§ WHAT THIS TASK INVOLVES
Recast the rows below as a Markdown table with the columns "No." and "Entry", starting at the first row and ending at the line that contains "(1009, 419)". Number each line and omit blank lines.
* START RECORDS SUPPLIED *
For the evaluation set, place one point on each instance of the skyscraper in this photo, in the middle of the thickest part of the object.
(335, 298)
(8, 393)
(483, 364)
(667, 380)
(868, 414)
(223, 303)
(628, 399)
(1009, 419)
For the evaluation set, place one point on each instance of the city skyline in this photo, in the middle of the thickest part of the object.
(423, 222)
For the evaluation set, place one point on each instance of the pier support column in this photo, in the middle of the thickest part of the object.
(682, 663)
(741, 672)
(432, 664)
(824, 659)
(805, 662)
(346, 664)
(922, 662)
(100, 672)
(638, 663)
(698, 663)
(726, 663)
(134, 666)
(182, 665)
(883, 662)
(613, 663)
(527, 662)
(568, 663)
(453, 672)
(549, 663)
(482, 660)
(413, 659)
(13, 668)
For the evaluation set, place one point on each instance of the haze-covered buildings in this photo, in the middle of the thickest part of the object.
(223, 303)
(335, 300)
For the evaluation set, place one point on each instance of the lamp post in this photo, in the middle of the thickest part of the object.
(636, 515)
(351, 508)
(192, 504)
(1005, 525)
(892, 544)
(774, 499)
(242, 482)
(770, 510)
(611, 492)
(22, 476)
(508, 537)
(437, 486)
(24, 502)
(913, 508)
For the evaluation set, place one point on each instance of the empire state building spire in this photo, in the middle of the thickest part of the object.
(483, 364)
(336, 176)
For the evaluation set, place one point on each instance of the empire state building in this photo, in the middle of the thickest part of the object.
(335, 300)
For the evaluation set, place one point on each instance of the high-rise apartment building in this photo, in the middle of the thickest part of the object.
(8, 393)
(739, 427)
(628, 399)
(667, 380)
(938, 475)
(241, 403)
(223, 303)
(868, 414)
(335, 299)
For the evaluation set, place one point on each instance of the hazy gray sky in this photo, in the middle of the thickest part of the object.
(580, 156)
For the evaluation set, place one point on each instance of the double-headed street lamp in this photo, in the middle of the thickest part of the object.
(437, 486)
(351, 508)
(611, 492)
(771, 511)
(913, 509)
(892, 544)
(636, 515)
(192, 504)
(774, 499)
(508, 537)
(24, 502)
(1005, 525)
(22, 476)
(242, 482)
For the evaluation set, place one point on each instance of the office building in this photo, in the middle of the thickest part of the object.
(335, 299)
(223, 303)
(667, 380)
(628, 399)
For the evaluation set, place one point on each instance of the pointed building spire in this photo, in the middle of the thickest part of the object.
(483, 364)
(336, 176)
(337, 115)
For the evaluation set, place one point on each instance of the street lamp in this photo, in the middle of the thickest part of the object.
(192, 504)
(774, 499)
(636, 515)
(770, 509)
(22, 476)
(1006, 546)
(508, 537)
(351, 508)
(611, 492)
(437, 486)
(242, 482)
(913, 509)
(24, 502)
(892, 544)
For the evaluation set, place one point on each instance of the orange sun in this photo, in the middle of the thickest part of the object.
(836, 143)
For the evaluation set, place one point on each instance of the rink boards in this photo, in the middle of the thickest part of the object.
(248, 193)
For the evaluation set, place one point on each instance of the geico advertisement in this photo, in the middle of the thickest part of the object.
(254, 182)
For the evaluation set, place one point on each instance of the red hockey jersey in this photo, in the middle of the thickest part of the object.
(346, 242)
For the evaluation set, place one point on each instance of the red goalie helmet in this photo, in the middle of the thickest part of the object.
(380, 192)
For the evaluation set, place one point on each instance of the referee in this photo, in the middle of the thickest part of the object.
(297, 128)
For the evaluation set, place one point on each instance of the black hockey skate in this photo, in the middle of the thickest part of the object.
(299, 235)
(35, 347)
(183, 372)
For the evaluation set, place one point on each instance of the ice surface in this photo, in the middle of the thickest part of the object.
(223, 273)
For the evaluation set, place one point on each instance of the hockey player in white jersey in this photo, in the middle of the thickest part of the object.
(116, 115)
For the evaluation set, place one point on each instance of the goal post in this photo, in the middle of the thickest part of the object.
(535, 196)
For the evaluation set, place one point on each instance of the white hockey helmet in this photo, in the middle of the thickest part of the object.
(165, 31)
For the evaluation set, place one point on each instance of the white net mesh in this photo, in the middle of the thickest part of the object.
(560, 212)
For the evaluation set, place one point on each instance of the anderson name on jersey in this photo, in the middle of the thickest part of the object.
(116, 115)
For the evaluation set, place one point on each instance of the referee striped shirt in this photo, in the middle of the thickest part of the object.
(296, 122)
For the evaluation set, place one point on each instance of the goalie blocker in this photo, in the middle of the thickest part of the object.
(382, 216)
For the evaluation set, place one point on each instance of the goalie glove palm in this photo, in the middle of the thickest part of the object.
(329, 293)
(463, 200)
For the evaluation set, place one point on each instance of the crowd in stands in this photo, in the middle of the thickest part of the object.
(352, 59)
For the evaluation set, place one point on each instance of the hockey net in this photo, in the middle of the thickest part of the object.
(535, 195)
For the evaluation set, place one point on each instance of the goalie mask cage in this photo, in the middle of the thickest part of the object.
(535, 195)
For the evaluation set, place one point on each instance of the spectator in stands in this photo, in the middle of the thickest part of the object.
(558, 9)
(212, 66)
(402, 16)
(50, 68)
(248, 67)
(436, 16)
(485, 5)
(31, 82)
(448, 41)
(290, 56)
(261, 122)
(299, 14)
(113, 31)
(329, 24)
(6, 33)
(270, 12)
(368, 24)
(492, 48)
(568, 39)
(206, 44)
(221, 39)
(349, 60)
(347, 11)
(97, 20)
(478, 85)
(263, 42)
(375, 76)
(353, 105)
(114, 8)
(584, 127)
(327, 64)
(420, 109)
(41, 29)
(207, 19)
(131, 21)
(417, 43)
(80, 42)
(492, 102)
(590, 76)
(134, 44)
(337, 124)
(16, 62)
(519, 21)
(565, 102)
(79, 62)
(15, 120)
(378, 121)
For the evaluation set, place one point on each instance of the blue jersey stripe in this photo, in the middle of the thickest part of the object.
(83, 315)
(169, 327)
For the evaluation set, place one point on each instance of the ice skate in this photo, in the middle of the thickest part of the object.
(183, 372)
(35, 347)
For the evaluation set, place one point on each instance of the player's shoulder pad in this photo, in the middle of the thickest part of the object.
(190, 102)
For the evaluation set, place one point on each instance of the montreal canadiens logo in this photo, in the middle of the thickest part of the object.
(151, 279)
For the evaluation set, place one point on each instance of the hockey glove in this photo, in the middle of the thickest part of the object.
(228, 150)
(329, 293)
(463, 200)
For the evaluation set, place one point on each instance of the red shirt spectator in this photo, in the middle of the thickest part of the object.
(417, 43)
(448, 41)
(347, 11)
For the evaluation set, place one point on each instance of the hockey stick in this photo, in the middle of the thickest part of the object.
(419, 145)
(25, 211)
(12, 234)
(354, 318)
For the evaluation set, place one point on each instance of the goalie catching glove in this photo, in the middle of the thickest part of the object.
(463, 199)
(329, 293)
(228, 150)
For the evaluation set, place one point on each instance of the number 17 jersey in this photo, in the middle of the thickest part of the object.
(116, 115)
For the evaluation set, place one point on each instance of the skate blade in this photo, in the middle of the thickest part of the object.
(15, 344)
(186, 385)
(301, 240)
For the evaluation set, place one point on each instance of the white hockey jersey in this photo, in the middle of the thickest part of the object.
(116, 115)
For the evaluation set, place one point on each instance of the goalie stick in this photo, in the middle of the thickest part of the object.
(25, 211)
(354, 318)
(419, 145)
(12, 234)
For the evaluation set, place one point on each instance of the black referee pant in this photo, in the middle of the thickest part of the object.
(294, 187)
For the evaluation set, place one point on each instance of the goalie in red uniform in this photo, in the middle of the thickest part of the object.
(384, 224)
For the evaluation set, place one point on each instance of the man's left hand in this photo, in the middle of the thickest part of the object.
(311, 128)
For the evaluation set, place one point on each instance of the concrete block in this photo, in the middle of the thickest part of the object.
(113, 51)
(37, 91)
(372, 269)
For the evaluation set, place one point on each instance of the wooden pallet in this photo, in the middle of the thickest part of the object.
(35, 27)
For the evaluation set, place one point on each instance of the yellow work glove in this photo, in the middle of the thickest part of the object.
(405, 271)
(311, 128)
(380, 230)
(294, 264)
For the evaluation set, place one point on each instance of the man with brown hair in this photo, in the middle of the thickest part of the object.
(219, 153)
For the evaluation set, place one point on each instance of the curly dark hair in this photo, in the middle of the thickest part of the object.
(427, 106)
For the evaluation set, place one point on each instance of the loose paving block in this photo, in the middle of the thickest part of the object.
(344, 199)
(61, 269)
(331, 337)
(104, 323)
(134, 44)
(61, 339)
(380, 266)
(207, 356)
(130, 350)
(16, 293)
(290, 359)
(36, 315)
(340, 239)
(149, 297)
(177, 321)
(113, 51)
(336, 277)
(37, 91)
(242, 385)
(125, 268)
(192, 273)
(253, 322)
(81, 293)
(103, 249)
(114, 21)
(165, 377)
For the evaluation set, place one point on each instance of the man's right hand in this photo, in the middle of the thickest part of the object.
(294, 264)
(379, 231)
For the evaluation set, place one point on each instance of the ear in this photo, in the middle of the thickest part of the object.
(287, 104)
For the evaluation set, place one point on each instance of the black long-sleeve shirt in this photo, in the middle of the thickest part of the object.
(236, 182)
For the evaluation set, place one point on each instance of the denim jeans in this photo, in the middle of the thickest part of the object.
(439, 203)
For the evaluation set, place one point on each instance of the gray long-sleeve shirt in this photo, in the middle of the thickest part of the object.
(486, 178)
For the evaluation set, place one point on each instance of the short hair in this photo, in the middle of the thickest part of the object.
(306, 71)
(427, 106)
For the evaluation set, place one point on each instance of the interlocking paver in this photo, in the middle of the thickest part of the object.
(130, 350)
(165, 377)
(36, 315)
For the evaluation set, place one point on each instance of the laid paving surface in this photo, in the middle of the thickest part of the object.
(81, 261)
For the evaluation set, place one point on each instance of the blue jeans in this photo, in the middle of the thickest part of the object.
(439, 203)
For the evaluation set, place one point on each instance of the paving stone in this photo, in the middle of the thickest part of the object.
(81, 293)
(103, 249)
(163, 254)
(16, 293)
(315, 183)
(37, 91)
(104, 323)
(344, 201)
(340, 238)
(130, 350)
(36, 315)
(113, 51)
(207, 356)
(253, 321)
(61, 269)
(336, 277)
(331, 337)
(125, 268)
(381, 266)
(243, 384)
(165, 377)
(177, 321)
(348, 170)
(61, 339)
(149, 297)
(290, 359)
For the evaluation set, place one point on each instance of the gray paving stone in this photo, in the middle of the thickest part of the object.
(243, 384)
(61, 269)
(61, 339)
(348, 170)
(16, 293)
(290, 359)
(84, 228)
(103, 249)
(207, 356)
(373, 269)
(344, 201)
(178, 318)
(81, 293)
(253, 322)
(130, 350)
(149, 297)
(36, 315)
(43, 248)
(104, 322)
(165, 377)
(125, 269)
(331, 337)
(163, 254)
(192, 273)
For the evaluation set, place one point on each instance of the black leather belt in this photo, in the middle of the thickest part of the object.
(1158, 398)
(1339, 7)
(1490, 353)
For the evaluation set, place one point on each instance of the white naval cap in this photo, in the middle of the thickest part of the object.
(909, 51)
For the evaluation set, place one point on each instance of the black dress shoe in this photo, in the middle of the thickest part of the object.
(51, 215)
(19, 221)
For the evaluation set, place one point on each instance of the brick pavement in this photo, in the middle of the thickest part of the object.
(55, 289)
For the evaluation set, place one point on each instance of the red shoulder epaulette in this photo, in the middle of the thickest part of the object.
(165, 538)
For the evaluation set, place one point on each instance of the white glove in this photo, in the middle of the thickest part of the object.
* END RECORDS SUPPLIED *
§ RIGHT ANSWER
| No. | Entry |
|---|---|
| 1 | For the evaluation set, place one point on each instance of the skyscraper in this photo, in the middle of the thickest part of the object. |
| 2 | (335, 298) |
| 3 | (8, 393) |
| 4 | (483, 364) |
| 5 | (667, 380) |
| 6 | (868, 414) |
| 7 | (223, 303) |
| 8 | (628, 399) |
| 9 | (1009, 419) |